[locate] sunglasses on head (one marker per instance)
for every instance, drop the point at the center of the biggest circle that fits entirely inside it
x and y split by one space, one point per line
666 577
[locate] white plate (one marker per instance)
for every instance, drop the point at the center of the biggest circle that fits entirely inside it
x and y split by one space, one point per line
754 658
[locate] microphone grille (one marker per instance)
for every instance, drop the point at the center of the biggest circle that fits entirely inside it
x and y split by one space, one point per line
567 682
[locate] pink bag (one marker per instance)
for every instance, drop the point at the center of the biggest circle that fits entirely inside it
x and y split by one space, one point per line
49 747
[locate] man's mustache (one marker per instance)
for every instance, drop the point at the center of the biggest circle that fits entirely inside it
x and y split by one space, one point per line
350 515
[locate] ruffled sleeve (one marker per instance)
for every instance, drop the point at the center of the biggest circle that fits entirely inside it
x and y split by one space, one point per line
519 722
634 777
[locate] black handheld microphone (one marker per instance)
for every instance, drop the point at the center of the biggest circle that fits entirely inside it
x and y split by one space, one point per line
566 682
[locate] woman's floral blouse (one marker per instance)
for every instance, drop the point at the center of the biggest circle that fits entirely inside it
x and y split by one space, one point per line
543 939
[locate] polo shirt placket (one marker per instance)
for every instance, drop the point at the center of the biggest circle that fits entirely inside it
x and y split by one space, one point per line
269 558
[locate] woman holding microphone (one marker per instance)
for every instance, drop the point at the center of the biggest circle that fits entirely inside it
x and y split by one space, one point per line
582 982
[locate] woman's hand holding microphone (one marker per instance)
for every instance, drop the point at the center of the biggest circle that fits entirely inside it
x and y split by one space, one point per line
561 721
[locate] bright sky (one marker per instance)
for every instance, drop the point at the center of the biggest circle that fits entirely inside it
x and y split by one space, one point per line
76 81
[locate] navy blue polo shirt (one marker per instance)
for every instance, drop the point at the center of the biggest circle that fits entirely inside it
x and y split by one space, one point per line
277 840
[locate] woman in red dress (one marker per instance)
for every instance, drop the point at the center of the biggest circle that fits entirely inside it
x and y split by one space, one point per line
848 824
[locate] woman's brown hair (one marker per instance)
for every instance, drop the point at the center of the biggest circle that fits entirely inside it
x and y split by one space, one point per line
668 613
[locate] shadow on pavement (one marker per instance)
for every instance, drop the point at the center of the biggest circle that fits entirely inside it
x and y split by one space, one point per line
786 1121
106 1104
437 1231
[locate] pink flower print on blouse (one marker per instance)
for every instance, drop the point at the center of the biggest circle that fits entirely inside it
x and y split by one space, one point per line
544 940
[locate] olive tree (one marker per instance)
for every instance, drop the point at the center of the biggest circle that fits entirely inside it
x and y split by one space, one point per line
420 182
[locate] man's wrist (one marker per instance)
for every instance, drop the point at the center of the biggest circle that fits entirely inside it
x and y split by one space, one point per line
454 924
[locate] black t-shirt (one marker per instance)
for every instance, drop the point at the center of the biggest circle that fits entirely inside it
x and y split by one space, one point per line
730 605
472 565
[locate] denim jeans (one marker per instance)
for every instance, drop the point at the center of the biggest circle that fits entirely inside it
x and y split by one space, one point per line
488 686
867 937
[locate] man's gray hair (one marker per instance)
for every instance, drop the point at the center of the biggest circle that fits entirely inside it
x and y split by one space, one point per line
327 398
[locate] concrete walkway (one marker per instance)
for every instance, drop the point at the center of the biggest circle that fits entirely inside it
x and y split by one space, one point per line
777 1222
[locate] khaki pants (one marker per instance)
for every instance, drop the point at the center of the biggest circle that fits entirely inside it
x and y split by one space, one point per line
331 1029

------------

WHAT NEEDS TO BE DONE >>
Line by line, repeat the listing exactly as written.

ANSWER TO THE PROBLEM >>
[locate] sunglasses on head (one marker per instance)
for every instance, drop the point at the center of the biggest circle that fits entirely inside it
x and y split by one space, one point per line
666 577
[locate] white plate (one marker per instance)
for every instance, drop the point at the center of the biggest circle that fits entirely inside it
x and y split by one space, one point per line
754 658
[locate] microphone grille (one marker per instance)
for every instance, drop the point at the center of the biggest circle that fits entirely inside it
x and y split by one space, one point per line
567 682
[locate] pink bag (one marker per instance)
for every instance, drop the point at the center of the biggest circle that fits entirely inside it
x and y split by one space, one point per line
49 747
[locate] man's mustache (one marker per instance)
for every instance, drop the point at the center of the biggest circle that fits entirely inside it
x and y split by one space, one point per line
350 515
[locate] ruffled sleeve (one marker per instance)
for every instance, drop the point at the center of the biggest circle that fits entirely inside it
x and y split by one space, one point per line
519 722
634 777
[locate] black handheld microphone (one marker per instance)
for every instance, drop the point at the center of the biggest circle that fits entirely inside it
x and y split by one space, one point per line
566 682
[locate] woman's floral blouse (one marker per instance)
for every instance, drop the point at the center of the biggest circle that fits entirely inside it
x and y split by one space, one point per line
543 939
[locate] polo shirt placket (one marker per instance)
for every instance, drop the point at the center of the biggest circle that fits entirely inside it
x and y split by one space, one point per line
269 558
[locate] woman holding microphone (one marker per instance)
for every instance, drop the point at the center of the biggest circle that fits entirely inside it
x and y split by one space, one point per line
582 982
[locate] woman's hand holding microphone (one marker per instance)
for every instance, drop the point at the center of the biggest circle that fits entirely inside it
x and y split by one space, one point per line
561 721
[locate] bright sky (one marker per instance)
for every instance, drop the point at the center of the biggest circle that fits entirely inside it
x and y split by one space, one point per line
76 81
[locate] navy blue polo shirt (one marker per instance)
for every instance, drop the point at the center of the biggest circle that fits entirely inside it
x and y split by one space, one point per line
277 840
[locate] woman in red dress (one marker per instance)
for every instance, drop the point at the center of the biggest circle that fits entirely inside it
x and y split by one space, one point per line
848 824
[locate] woman's brown hair (one marker per instance)
for every instance, drop the point at the center of the biggest circle that fits entirely inside it
x and y split by one space, one point per line
668 613
[locate] shadow on pavement (one marker per instance)
for every instance, drop the point at the center of the biggest circle that fits entirely inside it
x and y split by one space, one point per line
786 1121
106 1104
437 1231
[locate] pink flower print on blouse (one marker per instance)
for every instance, drop the point at the center of the biggest circle that fits entirely inside it
x and y split by one space, one point per line
544 940
[locate] olive tree (one marker per instance)
for every instance, drop the point at the center of the biggest circle that fits entirely inside it
x and y split by one space, one point per line
420 182
[locate] man's wrist (one marker per instance)
for every instance, drop the point at the center of the biggest circle that fits entirely inside it
x and y split by one space, one point per line
454 924
[locate] black t-shirt (one marker per instance)
for every instance, drop the point at the center of the biggest circle that fits entirely inside it
x and y split by one space, one point per line
730 605
472 565
[locate] denim jeans (one marker per instance)
for every instance, drop the point at the center of the biggest circle that fits entirely inside it
x and y split by one space, one point per line
488 686
867 937
[locate] man's gray hair (one marker per instance)
for every instance, drop the point at the center of the biggest circle that fits entirely inside it
x and y split by one space, one point per line
327 398
[locate] concrete walkway (one marker per instance)
for every instance, drop the point at the center of the biggest circle that fits entirely inside it
x and y split by one space, one point per line
777 1222
[locate] khaki pants (one marker per instance)
for every instance, drop the point at the center of the biggest circle that fits entirely inside it
x and y split by one space, one point per line
331 1029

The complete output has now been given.